§ The exercise
Repeat each entry word for word. Leave any images out of the copy.

|---|

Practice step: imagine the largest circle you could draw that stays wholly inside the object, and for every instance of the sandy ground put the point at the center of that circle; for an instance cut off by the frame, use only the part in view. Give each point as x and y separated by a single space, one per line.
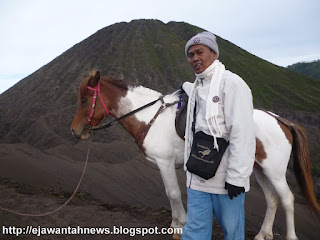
127 192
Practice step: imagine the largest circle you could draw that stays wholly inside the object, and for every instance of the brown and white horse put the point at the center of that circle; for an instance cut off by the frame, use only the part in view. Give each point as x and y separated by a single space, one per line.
156 136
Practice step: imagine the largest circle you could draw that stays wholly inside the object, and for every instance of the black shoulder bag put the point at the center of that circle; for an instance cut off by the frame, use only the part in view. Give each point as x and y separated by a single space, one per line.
204 159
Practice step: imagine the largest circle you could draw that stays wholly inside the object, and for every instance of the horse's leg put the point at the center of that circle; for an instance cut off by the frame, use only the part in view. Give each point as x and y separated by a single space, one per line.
169 177
272 204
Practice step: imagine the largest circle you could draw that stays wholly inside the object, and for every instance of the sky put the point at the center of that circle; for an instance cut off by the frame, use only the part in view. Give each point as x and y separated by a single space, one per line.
34 32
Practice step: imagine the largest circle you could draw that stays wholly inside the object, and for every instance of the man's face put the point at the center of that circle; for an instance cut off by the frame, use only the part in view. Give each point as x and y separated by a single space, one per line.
200 57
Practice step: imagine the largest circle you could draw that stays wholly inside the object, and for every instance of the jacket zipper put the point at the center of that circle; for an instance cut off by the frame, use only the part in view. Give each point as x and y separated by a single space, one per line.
190 181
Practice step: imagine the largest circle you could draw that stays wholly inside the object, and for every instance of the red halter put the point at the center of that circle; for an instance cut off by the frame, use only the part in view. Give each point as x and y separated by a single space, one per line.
96 92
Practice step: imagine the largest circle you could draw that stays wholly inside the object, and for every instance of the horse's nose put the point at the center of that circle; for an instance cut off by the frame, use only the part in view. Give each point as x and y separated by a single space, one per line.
74 134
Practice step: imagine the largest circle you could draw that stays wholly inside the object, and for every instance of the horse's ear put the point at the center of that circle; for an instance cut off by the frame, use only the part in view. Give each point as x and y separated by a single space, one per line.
94 80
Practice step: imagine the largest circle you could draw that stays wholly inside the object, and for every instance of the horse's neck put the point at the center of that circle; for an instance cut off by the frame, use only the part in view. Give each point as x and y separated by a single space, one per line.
135 98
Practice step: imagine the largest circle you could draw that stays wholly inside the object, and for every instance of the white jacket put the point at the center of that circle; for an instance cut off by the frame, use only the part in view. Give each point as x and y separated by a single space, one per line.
235 121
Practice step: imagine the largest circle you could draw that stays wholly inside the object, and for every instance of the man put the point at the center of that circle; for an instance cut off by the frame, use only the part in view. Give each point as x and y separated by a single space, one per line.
224 109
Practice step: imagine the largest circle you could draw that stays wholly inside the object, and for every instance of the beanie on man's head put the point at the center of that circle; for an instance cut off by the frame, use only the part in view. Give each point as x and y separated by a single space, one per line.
205 38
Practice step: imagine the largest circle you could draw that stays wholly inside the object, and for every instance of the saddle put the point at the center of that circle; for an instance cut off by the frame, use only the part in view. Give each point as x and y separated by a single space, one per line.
181 113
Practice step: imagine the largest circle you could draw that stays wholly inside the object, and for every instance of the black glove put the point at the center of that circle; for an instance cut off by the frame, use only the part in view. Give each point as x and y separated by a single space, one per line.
233 191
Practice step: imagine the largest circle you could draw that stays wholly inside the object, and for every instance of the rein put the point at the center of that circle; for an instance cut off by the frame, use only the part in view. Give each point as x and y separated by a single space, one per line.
111 123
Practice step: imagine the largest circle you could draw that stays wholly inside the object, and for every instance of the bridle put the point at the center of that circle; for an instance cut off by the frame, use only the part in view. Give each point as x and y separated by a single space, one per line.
96 92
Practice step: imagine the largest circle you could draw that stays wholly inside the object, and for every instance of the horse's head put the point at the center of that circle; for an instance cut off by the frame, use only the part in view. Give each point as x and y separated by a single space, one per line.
91 110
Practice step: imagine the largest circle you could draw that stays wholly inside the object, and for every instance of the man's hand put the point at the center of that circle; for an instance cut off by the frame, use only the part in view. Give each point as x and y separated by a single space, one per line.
233 191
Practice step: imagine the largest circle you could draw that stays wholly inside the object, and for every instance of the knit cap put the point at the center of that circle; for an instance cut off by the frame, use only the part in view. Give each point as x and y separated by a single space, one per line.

|---|

§ Problem solution
Practice step: imagine the largest circle you could draw that stays wholly inside the object, and for every instance of the sandy ground put the point at the center of that circle; for an instance cut off by the frame, use only the part in view. Give each point as x and y separated by a single space, one per line.
127 192
Practice step: imagine the largest circle you could draw that stays wholly inside the object, and for every instance of the brown and white horse put the point at the center of that circle; for an instance cut off by the frame, use only the part in view. Give each point as x and y separated by a single space, one per line.
156 136
Practice step: imagine the largest circle you could draw that stays wholly inside the object, and for every instance of the black shoulder bag put the point at the center of that circle; for an instance cut off by the frame, use only the part in view. Give each point as x and y separated by a single space, one per line.
204 159
Practice step: imagine the largest circle you could draw that stays wholly inside the object, and for every instance of the horse's leg put the point at the center of that circle; for an instance cut off by the frame, use only the part in view. Give each point as x and y separated by a single space, one per line.
169 177
272 204
Practice step: imagine the largest circle you could draw that stays wholly inside the object, and for every instance of the sky put the point at the center of that circle; for an instance cut off by the frame, use only the part in view. Give each point as x and y separated by a single space, one per line.
34 32
Practice step: imagine the largest circle you could draw that stays wholly inside the object, and for every instance of the man's face put the point at the center of that circle; for an instance cut off by the frame, use only the part in view. Give each point as x and y separated by a single space, one per line.
200 57
Practice step: imagine the largest circle you could draw that stays wholly inside the object, and for every instance of the jacket zipper put the point at the center of that circle; for an instance cut off by the frame, use only the part in view. Give each point as x and y separated by a single space, one per line.
190 181
Practice step: imagine the largest circle you could draw that stays wholly inside the object, and for every instance of the red halter put the point at the center of that circle; for an instance cut off by the frame, use only the part in view. Give each point as x and y separated by a single space, one per line.
96 92
Practice step: imagine the largest circle you could draw that stays wholly inside the object, and for every instance of the horse's nose put the point at the center of that circle; for an instance cut off by the frame, use only the part in view. Give each point as x and y separated by a single space, one per line.
74 134
Practice step: imagine the largest circle you could draw that stays wholly inside the object, and for every instance of the horse's ear put the point at the center of that circle; for an instance cut off by the frame, use only the part in view. Give each point as x and y separated by a single space, one per line.
94 80
Practice step: imagine the largest circle you could draw that stays wholly inside the object, and for every instance of the horse's neck put the point at the center of that circle; for an instance cut off by the frame, use only the part in view. Give each point as x and y separated by a single space, one per line.
135 98
Practice step: imagine the largest circle you could draw that stays wholly inside the object, and for every instance of the white jacket put the point at the center of that circle; for an instance cut off by the frame, use only the part in view. Give each point as x and y separated by a single space, one per line.
235 121
Practice step: imagine the largest circle you could draw that stays wholly inside the object, and for every instance of the man put the point at the center of that circle; for an instance cut off by the frame, use only the part in view. Give each point as x and y separated by a single space, one per line.
224 109
Practice step: imagine the largest circle you could draw that stays wholly inside the object, and for every instance of the beanie on man's head put the point at the center of that circle; for an instance cut off by the frame, use only the part in view. Give each point as x and y separated by a single space, one per line.
205 38
Practice step: imagine the largest circle you could draw that stays wholly inside the object, and for every instance of the saddle put the point at the center of that circle; for an instance cut off by the frame, use only the part in view. Give each point as x and y separated by a single space, one per line.
181 113
Practice step: imagine the largest circle you could draw that stays wholly inside the object, and for every instance of the black glove put the point at the center of that circle; for an instance cut off by the frame, use only the part in view. Give each point as x and y separated by a single space, one per line.
233 191
Practice step: imagine the largest circle you could draw that stays wholly inside the object, and for every instance of the rein put the point at the center of that circle; for an instance cut off by the frame, use only the part in view. Give each point as x and y separated by a single space, one per line.
111 123
Practice step: imagine the largest circle you could draw that stays wholly inside the object, and for every instance of the bridle put the point at the center of that circle; for an instance cut off by the frame, use only the part in view. Give each point as x and y separated by a single space, one per line.
96 92
Practice step: imagine the largest circle you could draw that stays wholly inside the object, and for every instance of the horse's head put the point at the center of that circle; for an instance cut off by the frame, use only the part in view. Give each point as x and y separated by a single space, one per line.
91 110
Practice step: imagine the largest circle you could draw that stays wholly inside the object, and for every instance of the man's hand put the point at the center of that circle; for an instance cut off by the frame, use only the part in view. Give each point as x and y separated by a single space, one per line.
233 191
Practice step: imagine the largest circle you could draw that stays wholly inside the object, and for every instance of the knit cap put the point at the center of that circle; for an instance cut off by the frame, use only the part in view. Give each point as x and y separated by a single space, one per line.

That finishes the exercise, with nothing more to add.